--- START OF RECORDS SUPPLIED ---
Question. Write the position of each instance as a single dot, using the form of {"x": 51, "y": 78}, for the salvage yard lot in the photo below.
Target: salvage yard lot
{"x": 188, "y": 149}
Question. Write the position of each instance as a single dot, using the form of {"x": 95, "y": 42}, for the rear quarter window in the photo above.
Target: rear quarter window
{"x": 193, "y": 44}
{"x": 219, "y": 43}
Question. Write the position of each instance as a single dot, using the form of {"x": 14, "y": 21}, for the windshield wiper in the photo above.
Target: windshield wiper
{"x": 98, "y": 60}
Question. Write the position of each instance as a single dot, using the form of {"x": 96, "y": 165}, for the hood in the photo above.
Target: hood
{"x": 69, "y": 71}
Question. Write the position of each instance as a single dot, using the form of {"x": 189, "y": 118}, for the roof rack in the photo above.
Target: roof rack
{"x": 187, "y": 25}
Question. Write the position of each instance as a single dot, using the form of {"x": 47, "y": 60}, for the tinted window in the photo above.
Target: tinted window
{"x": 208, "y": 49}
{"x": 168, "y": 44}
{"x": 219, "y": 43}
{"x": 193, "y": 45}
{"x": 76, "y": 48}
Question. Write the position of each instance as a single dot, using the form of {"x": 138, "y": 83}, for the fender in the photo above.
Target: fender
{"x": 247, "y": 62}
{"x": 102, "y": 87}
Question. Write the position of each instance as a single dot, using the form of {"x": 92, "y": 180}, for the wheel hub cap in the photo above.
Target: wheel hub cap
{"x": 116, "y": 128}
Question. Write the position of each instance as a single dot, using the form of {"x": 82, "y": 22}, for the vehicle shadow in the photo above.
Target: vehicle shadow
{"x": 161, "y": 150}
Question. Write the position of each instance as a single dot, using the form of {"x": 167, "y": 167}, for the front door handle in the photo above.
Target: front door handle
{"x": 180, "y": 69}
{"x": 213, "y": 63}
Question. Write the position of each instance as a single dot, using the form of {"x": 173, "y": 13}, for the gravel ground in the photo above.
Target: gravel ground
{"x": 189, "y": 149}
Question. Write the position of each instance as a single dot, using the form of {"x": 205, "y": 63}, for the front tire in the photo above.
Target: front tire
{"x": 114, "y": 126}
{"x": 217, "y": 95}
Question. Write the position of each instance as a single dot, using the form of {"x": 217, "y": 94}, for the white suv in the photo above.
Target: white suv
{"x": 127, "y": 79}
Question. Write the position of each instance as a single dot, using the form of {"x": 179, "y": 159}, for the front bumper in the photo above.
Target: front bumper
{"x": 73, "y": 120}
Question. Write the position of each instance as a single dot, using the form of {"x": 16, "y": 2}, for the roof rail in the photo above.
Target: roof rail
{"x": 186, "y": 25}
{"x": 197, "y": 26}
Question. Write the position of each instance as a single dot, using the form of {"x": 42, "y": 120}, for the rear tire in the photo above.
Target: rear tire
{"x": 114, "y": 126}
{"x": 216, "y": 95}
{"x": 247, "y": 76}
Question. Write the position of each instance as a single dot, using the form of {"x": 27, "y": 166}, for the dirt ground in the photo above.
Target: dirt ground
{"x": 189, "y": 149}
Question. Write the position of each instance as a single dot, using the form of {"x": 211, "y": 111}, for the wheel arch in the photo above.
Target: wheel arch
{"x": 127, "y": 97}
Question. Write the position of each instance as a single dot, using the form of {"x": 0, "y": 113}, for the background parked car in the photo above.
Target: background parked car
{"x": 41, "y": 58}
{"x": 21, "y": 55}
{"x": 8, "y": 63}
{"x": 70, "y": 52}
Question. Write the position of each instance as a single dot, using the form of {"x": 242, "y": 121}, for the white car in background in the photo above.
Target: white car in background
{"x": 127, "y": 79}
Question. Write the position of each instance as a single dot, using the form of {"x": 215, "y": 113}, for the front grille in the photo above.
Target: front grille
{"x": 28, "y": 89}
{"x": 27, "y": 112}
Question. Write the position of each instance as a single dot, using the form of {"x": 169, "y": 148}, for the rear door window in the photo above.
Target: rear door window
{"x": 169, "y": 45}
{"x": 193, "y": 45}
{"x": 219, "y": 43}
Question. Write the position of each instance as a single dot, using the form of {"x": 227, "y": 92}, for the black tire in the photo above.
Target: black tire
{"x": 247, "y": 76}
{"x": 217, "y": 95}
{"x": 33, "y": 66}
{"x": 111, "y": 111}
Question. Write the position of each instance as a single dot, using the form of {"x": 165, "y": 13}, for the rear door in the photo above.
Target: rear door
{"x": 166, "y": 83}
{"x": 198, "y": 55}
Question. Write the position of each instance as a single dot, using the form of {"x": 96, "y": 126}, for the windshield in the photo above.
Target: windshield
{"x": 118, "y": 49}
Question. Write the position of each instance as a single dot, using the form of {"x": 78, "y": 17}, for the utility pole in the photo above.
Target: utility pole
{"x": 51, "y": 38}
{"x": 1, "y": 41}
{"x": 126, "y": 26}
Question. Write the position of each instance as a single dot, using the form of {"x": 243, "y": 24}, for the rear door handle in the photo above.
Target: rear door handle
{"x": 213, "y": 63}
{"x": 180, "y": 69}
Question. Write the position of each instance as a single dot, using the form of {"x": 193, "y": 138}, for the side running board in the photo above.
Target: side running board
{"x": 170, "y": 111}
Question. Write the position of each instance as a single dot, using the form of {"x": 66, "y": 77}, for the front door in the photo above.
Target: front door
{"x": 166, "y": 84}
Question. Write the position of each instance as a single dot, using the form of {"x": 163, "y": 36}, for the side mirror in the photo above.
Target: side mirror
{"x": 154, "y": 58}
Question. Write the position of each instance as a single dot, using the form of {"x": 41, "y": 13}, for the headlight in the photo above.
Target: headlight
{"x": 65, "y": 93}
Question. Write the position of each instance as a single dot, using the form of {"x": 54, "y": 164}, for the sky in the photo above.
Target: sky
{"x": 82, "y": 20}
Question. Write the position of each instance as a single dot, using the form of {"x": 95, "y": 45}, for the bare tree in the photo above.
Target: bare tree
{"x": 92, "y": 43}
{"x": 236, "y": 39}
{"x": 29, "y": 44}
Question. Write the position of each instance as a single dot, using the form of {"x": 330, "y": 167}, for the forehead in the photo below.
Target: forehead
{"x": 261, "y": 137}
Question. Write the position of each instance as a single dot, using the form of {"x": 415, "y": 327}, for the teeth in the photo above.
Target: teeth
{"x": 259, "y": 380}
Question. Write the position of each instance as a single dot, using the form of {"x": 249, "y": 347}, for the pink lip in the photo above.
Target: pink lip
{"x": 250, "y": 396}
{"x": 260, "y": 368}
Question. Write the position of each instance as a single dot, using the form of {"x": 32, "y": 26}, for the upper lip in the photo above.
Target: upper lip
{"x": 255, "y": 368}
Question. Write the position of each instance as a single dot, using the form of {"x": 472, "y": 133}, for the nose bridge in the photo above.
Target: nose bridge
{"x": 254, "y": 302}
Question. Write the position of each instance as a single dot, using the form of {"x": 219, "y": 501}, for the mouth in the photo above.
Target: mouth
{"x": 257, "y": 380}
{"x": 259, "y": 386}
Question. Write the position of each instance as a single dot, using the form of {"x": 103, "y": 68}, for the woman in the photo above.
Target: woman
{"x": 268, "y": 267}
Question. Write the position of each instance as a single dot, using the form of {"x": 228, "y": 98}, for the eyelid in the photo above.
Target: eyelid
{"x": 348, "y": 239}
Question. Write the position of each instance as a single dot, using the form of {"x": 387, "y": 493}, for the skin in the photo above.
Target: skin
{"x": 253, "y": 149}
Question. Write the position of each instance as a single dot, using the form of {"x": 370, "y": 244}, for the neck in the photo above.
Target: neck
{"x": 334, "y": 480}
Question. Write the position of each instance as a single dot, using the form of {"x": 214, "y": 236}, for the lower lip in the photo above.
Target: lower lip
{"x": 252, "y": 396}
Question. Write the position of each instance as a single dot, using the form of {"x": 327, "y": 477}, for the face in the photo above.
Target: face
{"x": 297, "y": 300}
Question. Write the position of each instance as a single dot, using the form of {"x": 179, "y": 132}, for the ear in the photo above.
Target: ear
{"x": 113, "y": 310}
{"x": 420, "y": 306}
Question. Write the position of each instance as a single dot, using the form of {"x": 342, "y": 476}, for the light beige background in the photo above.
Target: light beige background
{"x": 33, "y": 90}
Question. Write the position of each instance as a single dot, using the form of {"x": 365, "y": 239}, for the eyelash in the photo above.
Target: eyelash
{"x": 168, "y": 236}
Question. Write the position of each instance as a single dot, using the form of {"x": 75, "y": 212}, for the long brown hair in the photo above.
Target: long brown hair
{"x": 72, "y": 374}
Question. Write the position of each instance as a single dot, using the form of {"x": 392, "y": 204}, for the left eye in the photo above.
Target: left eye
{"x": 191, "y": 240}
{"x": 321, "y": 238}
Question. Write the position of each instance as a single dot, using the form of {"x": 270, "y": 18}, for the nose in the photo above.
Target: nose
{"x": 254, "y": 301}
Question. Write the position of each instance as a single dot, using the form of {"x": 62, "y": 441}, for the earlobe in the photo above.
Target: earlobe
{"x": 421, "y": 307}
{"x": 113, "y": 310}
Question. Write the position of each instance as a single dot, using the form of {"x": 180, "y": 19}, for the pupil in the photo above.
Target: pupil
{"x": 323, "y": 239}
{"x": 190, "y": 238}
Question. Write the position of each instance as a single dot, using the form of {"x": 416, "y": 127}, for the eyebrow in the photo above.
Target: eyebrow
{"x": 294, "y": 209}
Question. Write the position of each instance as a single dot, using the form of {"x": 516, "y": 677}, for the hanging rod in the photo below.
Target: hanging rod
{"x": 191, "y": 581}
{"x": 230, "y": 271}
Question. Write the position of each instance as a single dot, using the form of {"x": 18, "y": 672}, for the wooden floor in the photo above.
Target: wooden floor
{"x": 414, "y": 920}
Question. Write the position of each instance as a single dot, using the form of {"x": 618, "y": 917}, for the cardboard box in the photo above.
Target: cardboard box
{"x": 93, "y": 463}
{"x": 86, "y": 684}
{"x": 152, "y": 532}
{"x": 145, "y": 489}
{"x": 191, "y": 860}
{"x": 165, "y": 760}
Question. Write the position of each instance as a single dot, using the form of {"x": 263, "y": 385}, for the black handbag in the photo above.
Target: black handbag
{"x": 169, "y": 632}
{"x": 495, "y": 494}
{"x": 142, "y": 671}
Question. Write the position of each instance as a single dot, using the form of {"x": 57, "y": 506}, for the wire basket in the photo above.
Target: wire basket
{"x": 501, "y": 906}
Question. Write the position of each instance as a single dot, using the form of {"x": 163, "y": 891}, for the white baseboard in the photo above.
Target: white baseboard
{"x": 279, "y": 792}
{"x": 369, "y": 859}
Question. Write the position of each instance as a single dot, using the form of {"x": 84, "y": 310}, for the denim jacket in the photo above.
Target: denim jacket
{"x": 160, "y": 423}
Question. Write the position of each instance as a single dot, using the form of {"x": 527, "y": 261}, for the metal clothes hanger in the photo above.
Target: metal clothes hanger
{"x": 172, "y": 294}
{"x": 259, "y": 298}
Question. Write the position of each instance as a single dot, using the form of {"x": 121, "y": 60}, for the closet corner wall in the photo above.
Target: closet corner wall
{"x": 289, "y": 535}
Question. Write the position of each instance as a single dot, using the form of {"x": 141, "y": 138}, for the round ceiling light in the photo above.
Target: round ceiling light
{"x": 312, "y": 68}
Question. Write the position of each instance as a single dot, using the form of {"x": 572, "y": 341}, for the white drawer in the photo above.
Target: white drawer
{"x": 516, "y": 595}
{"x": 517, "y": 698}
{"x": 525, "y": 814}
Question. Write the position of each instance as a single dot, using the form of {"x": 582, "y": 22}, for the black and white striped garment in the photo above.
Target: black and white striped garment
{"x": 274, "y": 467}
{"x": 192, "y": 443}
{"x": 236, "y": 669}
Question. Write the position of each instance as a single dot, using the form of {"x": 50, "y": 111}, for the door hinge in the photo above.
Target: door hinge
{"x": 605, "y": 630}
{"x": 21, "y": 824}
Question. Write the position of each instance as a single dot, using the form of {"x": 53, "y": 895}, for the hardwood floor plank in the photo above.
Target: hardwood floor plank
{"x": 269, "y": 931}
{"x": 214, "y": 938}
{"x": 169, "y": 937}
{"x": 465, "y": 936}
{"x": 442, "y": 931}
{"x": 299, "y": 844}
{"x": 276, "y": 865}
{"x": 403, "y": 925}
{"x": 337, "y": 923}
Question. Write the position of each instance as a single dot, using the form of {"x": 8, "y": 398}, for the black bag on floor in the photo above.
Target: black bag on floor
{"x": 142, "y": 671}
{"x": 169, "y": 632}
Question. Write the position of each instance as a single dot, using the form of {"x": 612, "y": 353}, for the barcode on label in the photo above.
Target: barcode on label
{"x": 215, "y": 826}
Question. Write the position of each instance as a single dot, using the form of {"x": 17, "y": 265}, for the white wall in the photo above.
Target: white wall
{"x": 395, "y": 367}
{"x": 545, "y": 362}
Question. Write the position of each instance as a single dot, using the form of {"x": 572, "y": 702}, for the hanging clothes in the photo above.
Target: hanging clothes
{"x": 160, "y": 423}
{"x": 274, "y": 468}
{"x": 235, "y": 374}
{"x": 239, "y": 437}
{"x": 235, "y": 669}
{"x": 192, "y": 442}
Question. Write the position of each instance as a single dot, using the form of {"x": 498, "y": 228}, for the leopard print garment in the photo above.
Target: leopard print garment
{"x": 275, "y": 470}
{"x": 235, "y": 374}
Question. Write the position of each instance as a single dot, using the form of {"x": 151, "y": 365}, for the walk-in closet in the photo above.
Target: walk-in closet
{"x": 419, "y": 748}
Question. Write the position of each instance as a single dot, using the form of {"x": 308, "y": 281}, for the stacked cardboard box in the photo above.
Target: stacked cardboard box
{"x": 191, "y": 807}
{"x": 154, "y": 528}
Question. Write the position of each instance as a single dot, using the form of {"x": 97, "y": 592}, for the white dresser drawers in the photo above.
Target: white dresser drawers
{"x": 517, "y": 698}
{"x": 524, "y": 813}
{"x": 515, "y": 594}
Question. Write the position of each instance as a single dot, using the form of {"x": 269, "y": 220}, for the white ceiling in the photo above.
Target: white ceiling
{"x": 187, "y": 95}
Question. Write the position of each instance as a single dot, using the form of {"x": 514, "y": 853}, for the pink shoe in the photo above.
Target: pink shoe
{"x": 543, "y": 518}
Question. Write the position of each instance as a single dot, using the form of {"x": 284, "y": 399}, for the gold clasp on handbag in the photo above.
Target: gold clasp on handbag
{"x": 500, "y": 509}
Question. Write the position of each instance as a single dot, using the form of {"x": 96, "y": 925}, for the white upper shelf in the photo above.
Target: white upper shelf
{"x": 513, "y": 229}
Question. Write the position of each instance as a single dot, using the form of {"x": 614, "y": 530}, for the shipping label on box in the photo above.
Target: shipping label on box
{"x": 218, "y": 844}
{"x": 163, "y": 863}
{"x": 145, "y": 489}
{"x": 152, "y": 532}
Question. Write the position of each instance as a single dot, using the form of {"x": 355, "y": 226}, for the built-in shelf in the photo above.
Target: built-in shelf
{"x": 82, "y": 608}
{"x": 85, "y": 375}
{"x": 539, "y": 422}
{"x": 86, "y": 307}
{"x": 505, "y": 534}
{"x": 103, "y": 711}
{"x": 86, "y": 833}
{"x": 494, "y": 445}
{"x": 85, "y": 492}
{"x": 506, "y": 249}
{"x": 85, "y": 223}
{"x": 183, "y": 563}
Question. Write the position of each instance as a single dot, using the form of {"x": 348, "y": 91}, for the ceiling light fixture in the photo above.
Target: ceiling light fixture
--- END OF RECORDS SUPPLIED ---
_PROBLEM STATEMENT_.
Reproduce exactly the lines from the one with "ceiling in the photo above." through the end of the entries above, both ends included.

_TASK SOLUTION_.
Question. Write the position of each instance as a single dot, using the form of {"x": 269, "y": 220}, for the white ceiling in the photo above.
Target: white ceiling
{"x": 187, "y": 95}
Question. Write the position of each instance as a single dot, using the form of {"x": 514, "y": 853}, for the pink shoe in the photo above.
Target: pink shoe
{"x": 543, "y": 518}
Question. Write the position of each instance as a single dot, using the form of {"x": 284, "y": 399}, for the gold clasp on handbag in the photo above.
Target: gold clasp on handbag
{"x": 500, "y": 509}
Question. Write the position of each instance as a single dot, using the form of {"x": 96, "y": 925}, for the white upper shelf in the photo above.
Target: white upper shelf
{"x": 513, "y": 229}
Question. Write the position of each instance as a single dot, using the form of {"x": 614, "y": 530}, for the shipping label on box in the photo above.
Target: shipping label on box
{"x": 218, "y": 844}
{"x": 163, "y": 863}
{"x": 145, "y": 489}
{"x": 152, "y": 532}
Question. Write the position of each instance as a single dot, using the form of {"x": 355, "y": 226}, for the built-in shelf in the photo above.
Target: built-in shelf
{"x": 82, "y": 608}
{"x": 85, "y": 375}
{"x": 539, "y": 422}
{"x": 86, "y": 307}
{"x": 505, "y": 534}
{"x": 103, "y": 711}
{"x": 86, "y": 833}
{"x": 494, "y": 445}
{"x": 85, "y": 492}
{"x": 506, "y": 249}
{"x": 85, "y": 223}
{"x": 183, "y": 563}
Question. Write the position of each instance as a single dot, using the form of {"x": 348, "y": 91}, for the ceiling light fixture in the photo above.
Target: ceiling light fixture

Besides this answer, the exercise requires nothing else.